Given records:
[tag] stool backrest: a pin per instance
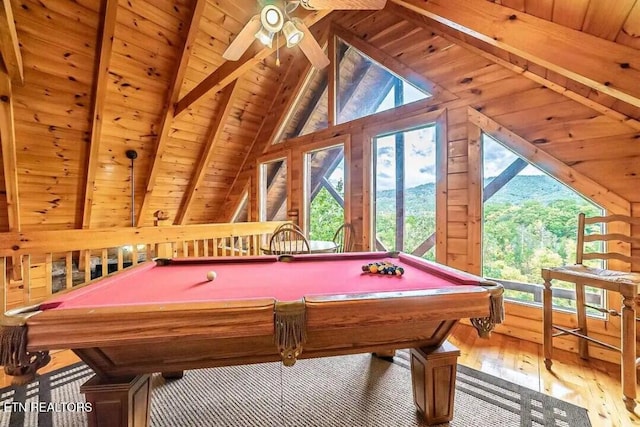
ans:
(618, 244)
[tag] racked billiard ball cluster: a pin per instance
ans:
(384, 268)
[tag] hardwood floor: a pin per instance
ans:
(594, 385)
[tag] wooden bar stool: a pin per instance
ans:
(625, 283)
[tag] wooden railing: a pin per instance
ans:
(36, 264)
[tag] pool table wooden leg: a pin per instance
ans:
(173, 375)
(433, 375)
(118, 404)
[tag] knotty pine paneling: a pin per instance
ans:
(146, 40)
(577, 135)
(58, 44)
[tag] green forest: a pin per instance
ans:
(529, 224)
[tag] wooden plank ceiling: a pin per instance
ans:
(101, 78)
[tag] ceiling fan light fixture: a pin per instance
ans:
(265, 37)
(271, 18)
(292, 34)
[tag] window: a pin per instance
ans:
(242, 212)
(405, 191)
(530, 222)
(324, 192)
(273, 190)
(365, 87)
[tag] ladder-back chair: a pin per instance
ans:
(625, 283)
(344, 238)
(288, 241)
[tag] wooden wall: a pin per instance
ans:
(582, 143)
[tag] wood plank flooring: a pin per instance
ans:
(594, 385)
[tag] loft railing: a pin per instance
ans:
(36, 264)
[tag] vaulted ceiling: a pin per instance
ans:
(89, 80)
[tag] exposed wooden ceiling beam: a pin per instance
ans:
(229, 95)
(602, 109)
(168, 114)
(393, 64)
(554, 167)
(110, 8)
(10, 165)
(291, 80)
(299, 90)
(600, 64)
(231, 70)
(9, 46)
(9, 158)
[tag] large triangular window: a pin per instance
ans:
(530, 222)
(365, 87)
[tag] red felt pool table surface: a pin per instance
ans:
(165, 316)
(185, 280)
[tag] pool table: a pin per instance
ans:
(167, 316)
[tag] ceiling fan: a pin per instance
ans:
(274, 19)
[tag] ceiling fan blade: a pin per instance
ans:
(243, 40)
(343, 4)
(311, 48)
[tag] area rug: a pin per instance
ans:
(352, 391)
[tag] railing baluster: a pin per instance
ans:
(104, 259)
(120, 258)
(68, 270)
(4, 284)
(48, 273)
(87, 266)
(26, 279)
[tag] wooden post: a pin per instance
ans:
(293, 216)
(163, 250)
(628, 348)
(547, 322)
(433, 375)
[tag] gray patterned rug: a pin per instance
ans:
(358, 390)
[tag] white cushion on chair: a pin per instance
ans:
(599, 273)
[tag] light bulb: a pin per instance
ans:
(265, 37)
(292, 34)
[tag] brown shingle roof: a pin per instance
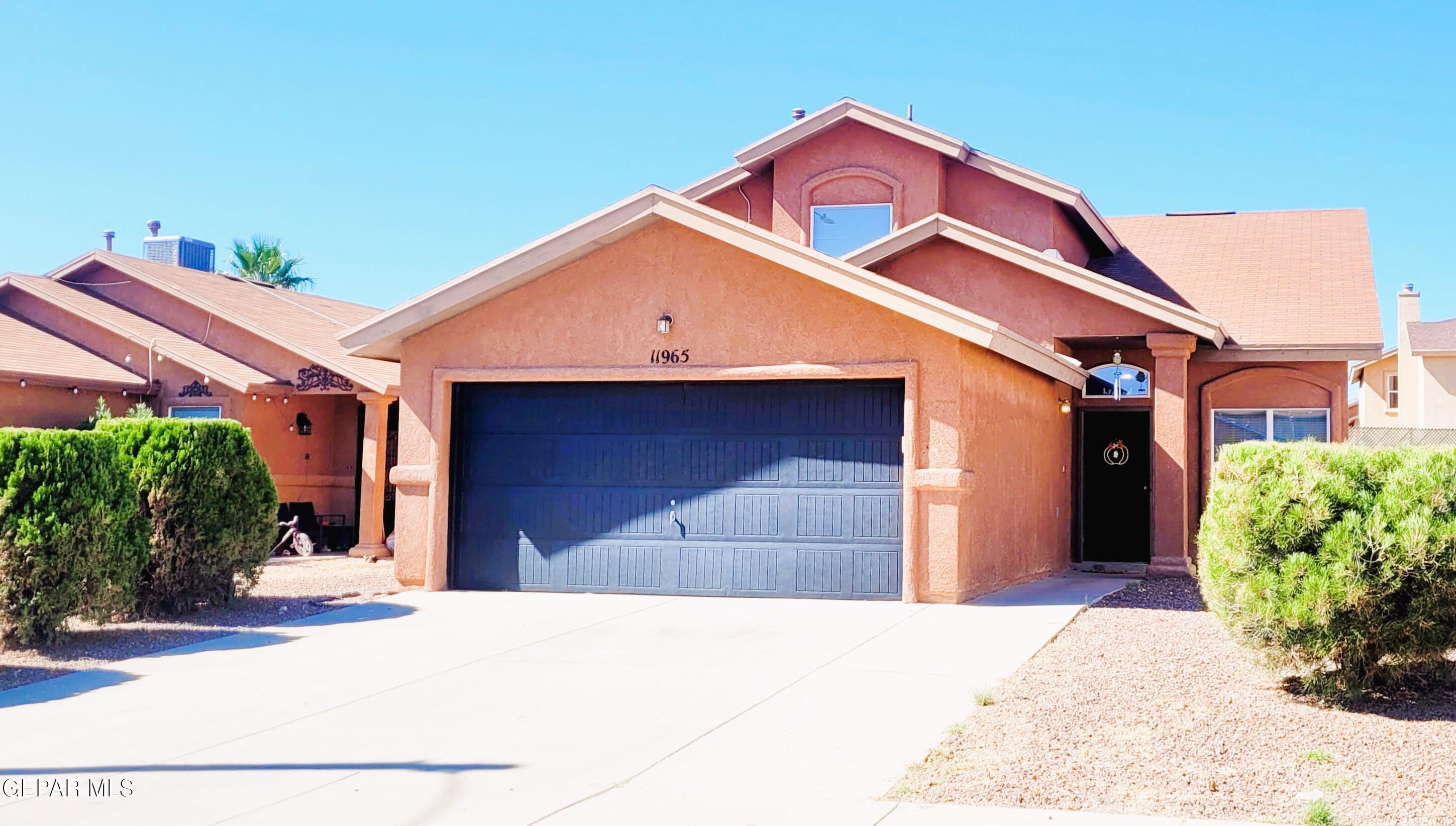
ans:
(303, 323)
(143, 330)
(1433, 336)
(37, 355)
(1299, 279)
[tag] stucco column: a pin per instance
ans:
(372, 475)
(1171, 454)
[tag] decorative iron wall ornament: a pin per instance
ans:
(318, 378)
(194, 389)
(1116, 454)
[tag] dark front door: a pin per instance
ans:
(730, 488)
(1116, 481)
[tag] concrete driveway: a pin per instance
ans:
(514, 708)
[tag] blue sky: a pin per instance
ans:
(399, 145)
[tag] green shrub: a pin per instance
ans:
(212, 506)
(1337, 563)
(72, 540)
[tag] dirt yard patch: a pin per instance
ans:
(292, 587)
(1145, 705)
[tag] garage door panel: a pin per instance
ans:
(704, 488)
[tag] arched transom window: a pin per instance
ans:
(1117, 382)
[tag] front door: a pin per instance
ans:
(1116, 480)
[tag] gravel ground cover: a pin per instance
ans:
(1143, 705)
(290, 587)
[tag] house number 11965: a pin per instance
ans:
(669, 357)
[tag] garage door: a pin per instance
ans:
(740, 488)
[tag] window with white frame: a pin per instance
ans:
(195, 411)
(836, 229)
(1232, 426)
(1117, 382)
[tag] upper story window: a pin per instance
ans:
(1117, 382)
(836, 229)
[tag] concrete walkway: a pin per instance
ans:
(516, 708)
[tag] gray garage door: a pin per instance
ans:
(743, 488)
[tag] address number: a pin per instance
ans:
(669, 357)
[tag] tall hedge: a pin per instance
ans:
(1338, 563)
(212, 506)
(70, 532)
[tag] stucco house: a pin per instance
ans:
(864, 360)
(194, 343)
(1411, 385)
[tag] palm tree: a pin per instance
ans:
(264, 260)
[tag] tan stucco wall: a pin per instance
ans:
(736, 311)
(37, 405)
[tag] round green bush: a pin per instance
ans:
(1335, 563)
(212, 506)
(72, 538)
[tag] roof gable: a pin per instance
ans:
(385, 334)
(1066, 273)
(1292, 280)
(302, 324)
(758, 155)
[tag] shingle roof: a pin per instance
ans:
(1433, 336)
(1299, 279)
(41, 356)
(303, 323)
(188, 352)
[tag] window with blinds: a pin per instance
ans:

Task objective: The line containing "[tag] stucco column: a pin per instance" and every line after it, through the end of the records, should be repeated exactly and alone.

Answer to this problem:
[tag] stucco column: a pin per instance
ans:
(372, 475)
(1171, 454)
[tag] decorative iron wall ornament: a pin per instance
ans:
(318, 378)
(194, 389)
(1116, 454)
[tag] dark front door: a pin per instance
ans:
(730, 488)
(1116, 481)
[tag] concrete driveway: a pin per instance
ans:
(514, 708)
[tag] blue sky: a pin per instance
ans:
(399, 145)
[tag] green shrub: a pin per instance
ans:
(212, 506)
(1337, 563)
(72, 540)
[tag] dirt yard patch: a pin per instance
ans:
(292, 587)
(1145, 705)
[tag] garage door panel: a pin per instance
ans:
(704, 488)
[tag] arched transom window: a pin per instance
ans:
(1117, 382)
[tag] front door: a pin per instance
ans:
(1116, 480)
[tag] gravel ground cover: a pin per instance
ans:
(1143, 705)
(290, 587)
[tag] house number 11965: a pin per instance
ans:
(669, 357)
[tag] garage door: a pin per instance
ans:
(740, 488)
[tag] window with white frame: a pin per instance
ans:
(195, 411)
(836, 229)
(1232, 426)
(1117, 382)
[tag] upper story window: a pin per instance
ans:
(1117, 382)
(836, 229)
[tag] concrete walkway: a pin per instance
ans:
(516, 708)
[tag] gray garage door: a pin per instance
ans:
(743, 488)
[tag] address number: a pin per instance
ans:
(669, 357)
[tag] tall hedge: a pin per instance
ans:
(1338, 563)
(212, 506)
(70, 532)
[tag] stucco house: a pin per instance
ans:
(864, 360)
(194, 343)
(1411, 385)
[tag] palm tree: a pin per instance
ans:
(264, 260)
[tag] tan stucco wall: a pin per instance
ans:
(736, 311)
(37, 405)
[tag] round green bush: a pin per instance
ans:
(1335, 563)
(212, 506)
(72, 538)
[tag] roof gable: a pin per instance
ans:
(385, 334)
(1066, 273)
(1292, 280)
(302, 324)
(758, 155)
[tag] shingle roof: a pin per instance
ans:
(1433, 336)
(1299, 279)
(41, 356)
(303, 323)
(188, 352)
[tag] window with blinds: a pin per instance
ans:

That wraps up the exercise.